[start]

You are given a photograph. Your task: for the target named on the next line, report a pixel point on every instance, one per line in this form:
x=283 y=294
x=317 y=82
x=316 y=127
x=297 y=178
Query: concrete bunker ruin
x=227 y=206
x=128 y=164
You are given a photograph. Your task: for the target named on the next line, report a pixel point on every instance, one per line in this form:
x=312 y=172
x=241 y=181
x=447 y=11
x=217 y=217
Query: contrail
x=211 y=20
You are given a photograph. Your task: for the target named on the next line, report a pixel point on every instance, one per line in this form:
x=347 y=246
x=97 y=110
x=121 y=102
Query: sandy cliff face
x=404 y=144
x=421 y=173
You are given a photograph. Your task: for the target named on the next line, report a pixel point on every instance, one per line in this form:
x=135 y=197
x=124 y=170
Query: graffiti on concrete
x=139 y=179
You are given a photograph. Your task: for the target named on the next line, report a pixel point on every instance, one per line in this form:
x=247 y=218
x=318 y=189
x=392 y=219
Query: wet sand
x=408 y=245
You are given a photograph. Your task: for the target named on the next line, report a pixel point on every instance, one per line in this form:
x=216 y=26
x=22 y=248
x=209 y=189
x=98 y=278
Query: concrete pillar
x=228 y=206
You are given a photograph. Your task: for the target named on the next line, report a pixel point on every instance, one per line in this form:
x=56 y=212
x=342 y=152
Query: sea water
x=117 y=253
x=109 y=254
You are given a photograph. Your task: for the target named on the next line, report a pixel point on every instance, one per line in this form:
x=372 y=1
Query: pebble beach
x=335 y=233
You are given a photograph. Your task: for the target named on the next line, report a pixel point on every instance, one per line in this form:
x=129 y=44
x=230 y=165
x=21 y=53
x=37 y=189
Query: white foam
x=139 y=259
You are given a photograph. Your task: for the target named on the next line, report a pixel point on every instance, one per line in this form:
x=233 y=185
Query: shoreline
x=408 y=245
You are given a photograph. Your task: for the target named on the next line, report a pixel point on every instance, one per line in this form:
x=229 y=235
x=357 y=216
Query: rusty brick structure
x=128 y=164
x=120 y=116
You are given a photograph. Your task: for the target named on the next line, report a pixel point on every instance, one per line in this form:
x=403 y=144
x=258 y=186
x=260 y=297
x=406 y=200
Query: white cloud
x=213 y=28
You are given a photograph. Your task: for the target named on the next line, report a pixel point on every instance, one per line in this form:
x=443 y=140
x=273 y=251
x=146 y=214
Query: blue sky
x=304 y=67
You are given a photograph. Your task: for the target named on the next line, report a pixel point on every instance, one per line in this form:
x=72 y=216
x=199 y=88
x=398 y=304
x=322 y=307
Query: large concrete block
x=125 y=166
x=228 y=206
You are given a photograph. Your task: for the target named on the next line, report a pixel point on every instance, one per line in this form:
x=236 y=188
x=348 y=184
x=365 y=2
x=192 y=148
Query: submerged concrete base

[end]

> [Task instructions]:
Reproduce the complete set of lines precisely as supplied.

> [Result of the exercise]:
You are given a photograph. Your task: for the target named on the next line, report a pixel point on every instance, one per line in this form:
x=283 y=294
x=317 y=82
x=316 y=127
x=297 y=178
Query: concrete bunker ruin
x=227 y=206
x=128 y=164
You are given a photograph. Your task: for the target named on the next line, report a pixel point on every instance, one per line in this form:
x=312 y=172
x=241 y=181
x=447 y=11
x=217 y=217
Query: contrail
x=211 y=20
You are given a photograph. Your task: for the target named on the next line, report a pixel point on every instance, one per line in this form:
x=347 y=246
x=97 y=110
x=121 y=102
Query: sandy cliff face
x=404 y=144
x=421 y=173
You are given a photograph. Your task: for the target named on the next line, report a pixel point on every instance, one per line in this form:
x=135 y=197
x=124 y=170
Query: graffiti on concrete
x=139 y=179
You are given a photograph. Your task: for the target named on the next line, report a pixel point on every instance, one per line in this form:
x=247 y=218
x=318 y=189
x=392 y=219
Query: wet sand
x=408 y=245
You are given a photograph. Your task: for the target named on the next line, report a pixel point on every instance, one per line in this form:
x=216 y=26
x=22 y=248
x=209 y=189
x=98 y=278
Query: concrete pillar
x=228 y=206
You are given a photograph. Your task: for the target named on the next line, report a pixel point on every instance, one per line in this form:
x=56 y=212
x=342 y=152
Query: sea water
x=117 y=253
x=109 y=254
You are given a photograph. Your task: for the target named on the next line, report a pixel point on every instance, one per line in this form:
x=372 y=1
Query: pebble beach
x=335 y=233
You are given a photograph. Your task: for the target named on the next line, report a pixel point on every instance, one per line in this form:
x=129 y=44
x=230 y=165
x=21 y=53
x=37 y=189
Query: white foam
x=139 y=259
You are given a photograph. Your task: for the target named on the next line, report a pixel point on every instance, one per line in this form:
x=233 y=185
Query: shoreline
x=408 y=245
You are given a photograph. Your task: for the target named on the next line, report a pixel point on every instance, one per line in this form:
x=229 y=235
x=357 y=216
Query: rusty brick structure
x=128 y=164
x=120 y=116
You are given a photograph. Your task: for the target named on the next line, report a pixel point on every instance, one per line in this form:
x=403 y=144
x=258 y=186
x=260 y=297
x=406 y=200
Query: white cloud
x=213 y=28
You are given a photograph. Your task: for the target named on the next line, report a pixel point on every instance, one per line in this form:
x=443 y=140
x=273 y=251
x=146 y=214
Query: blue sky
x=304 y=67
You are given a photograph. Your task: for the target named on the next line, report a pixel point on every instance, one per line in this form:
x=72 y=216
x=199 y=88
x=398 y=304
x=322 y=307
Query: large concrete block
x=125 y=166
x=228 y=206
You are given a photograph. Your task: for the target named on the next line, report a pixel point on every instance, one per line in this form:
x=236 y=188
x=348 y=184
x=365 y=2
x=192 y=148
Query: submerged concrete base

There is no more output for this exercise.